● What you will do
From the entries below, pull out every line that contains the word "esquadra" and copy each one in full.

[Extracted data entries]
++++++

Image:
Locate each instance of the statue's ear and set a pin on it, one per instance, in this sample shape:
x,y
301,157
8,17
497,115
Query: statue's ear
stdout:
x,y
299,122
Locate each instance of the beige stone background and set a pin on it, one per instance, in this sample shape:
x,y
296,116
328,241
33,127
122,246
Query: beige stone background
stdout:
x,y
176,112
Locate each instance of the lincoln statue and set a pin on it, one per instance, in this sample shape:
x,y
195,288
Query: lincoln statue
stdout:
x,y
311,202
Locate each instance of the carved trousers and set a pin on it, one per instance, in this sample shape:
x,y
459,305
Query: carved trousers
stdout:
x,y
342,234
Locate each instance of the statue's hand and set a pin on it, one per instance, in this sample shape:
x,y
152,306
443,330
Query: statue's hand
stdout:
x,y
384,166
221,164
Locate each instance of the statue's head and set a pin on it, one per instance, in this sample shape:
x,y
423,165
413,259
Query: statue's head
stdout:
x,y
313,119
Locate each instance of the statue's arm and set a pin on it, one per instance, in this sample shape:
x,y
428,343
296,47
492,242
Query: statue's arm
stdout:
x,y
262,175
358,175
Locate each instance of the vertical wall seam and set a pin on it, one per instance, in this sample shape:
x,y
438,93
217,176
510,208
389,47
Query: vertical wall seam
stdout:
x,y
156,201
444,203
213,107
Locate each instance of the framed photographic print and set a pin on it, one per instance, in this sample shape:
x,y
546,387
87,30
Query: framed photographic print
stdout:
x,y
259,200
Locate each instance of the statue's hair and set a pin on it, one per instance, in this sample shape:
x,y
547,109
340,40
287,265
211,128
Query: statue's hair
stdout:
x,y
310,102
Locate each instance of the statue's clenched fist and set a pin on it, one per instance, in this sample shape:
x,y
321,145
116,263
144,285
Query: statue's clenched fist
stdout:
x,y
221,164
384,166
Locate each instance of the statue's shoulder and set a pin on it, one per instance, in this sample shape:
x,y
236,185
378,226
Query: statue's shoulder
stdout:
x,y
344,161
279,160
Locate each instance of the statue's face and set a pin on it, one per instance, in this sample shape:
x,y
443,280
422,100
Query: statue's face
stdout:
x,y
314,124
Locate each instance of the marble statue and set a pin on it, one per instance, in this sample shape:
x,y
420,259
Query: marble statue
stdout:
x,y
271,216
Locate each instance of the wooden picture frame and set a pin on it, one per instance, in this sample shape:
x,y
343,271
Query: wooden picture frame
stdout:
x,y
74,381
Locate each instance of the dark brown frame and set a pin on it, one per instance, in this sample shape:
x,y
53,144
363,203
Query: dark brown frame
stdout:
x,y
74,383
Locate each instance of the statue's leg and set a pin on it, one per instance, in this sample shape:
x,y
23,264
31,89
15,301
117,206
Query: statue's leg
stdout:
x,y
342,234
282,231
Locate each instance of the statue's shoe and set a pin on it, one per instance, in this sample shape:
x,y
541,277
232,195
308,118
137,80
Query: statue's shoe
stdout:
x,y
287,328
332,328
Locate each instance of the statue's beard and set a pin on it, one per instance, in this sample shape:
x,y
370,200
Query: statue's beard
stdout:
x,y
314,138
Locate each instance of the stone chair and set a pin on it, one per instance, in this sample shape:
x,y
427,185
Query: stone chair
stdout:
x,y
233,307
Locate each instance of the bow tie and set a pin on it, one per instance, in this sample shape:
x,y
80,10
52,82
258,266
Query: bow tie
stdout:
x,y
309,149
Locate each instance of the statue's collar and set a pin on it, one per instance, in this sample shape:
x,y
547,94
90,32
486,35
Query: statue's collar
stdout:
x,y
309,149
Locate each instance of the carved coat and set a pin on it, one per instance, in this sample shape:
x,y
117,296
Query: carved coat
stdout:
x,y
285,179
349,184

++++++

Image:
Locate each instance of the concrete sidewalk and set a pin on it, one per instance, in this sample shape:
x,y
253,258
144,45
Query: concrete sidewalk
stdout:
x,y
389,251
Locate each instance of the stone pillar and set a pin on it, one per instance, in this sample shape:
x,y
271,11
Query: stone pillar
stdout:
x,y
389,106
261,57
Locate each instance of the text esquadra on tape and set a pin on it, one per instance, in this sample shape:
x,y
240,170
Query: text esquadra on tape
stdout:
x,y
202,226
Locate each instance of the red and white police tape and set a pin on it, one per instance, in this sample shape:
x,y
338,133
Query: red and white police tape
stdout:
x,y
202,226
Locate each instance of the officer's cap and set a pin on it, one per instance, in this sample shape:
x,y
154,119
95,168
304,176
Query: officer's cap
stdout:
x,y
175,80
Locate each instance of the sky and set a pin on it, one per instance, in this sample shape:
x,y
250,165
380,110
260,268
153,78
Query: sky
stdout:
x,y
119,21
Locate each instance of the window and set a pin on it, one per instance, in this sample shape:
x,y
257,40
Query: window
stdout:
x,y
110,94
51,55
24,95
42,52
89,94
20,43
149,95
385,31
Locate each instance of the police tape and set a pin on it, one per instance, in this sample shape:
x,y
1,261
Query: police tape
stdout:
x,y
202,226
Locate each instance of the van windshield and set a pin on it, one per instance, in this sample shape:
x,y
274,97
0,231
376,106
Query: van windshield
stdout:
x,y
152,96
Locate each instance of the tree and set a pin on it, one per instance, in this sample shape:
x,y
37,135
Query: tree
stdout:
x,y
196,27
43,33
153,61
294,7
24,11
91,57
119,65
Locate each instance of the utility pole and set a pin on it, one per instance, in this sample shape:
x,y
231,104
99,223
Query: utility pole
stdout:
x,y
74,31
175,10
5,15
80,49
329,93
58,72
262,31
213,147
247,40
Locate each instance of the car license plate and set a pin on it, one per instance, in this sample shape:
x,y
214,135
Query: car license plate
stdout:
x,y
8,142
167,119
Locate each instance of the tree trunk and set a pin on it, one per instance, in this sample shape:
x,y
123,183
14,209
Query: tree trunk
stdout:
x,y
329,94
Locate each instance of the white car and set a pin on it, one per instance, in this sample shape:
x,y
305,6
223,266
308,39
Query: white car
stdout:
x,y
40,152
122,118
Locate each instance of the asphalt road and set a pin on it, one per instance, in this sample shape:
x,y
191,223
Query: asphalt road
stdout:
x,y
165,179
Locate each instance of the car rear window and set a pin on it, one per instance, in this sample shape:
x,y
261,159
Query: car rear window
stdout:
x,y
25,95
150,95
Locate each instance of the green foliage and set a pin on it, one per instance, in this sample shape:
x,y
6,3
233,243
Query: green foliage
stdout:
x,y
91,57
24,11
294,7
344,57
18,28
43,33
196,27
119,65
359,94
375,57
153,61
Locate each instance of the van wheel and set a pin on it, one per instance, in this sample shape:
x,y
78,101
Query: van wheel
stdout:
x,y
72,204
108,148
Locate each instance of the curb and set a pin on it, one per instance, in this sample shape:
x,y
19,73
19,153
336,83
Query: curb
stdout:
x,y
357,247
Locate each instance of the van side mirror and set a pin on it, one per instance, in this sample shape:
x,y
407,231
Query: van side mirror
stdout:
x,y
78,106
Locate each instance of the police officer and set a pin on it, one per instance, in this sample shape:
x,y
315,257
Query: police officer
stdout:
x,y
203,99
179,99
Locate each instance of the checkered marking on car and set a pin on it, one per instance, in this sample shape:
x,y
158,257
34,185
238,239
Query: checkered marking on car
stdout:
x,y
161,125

++++++

● Result below
Locate each instance of the text esquadra on tape and set a pin on it, one per instance, in this sample shape:
Query: text esquadra on tape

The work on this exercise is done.